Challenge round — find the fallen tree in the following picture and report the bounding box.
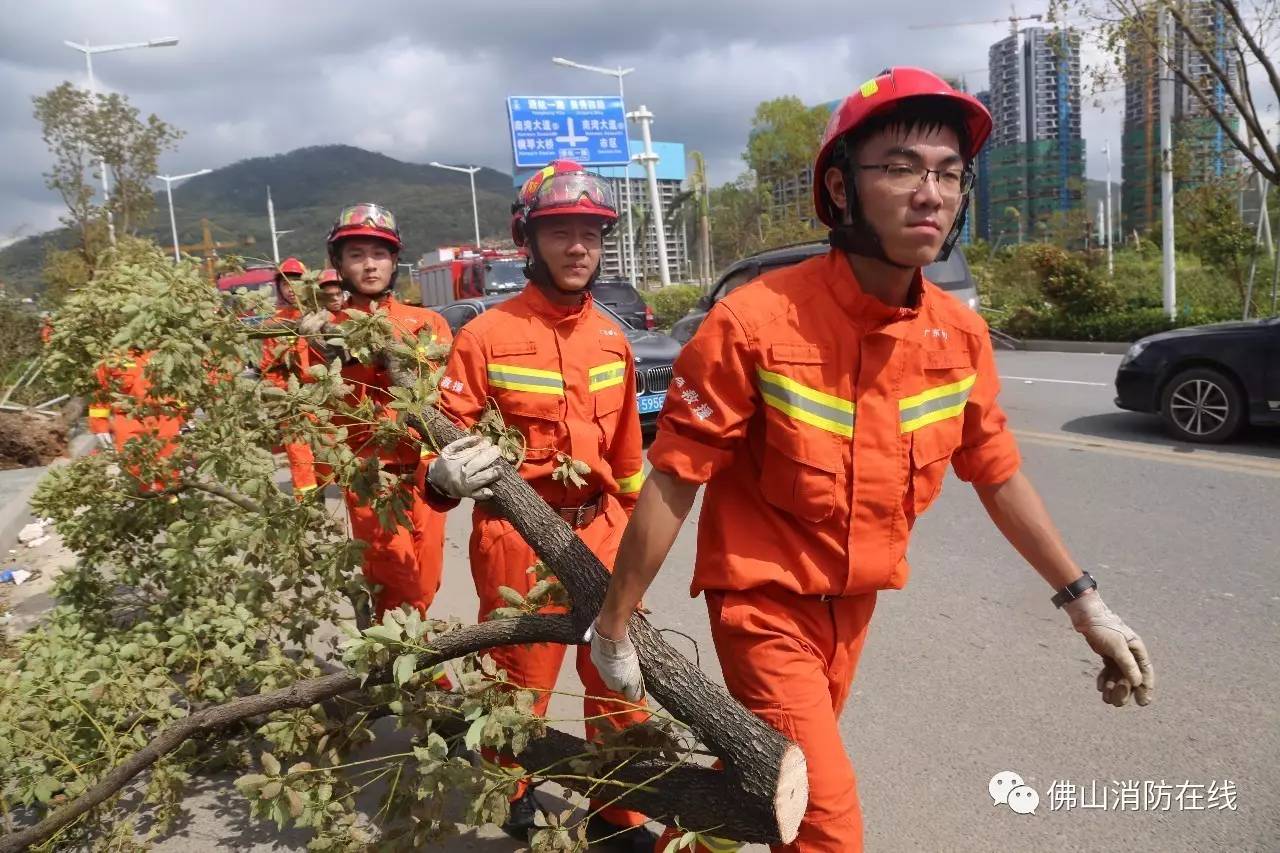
[0,244,808,853]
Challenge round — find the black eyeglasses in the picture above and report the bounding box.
[858,163,973,199]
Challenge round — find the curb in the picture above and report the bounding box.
[0,433,95,557]
[1020,339,1133,355]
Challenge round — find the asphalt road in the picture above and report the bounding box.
[145,352,1280,853]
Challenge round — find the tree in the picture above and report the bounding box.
[32,82,182,257]
[742,95,831,184]
[1051,0,1280,186]
[0,237,806,853]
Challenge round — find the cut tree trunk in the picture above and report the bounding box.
[393,391,809,843]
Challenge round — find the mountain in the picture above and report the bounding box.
[0,145,515,295]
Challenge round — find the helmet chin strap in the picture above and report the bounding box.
[827,159,969,269]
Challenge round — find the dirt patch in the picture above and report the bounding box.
[0,412,67,469]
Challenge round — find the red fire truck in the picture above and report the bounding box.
[412,246,526,306]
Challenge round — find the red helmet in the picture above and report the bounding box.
[325,201,404,256]
[813,65,991,228]
[275,257,307,277]
[511,160,618,246]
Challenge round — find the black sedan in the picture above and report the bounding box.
------
Please report how many lines of the listing above contain the string "round", with case counting. Reply with the number alone.

*Task answer*: 12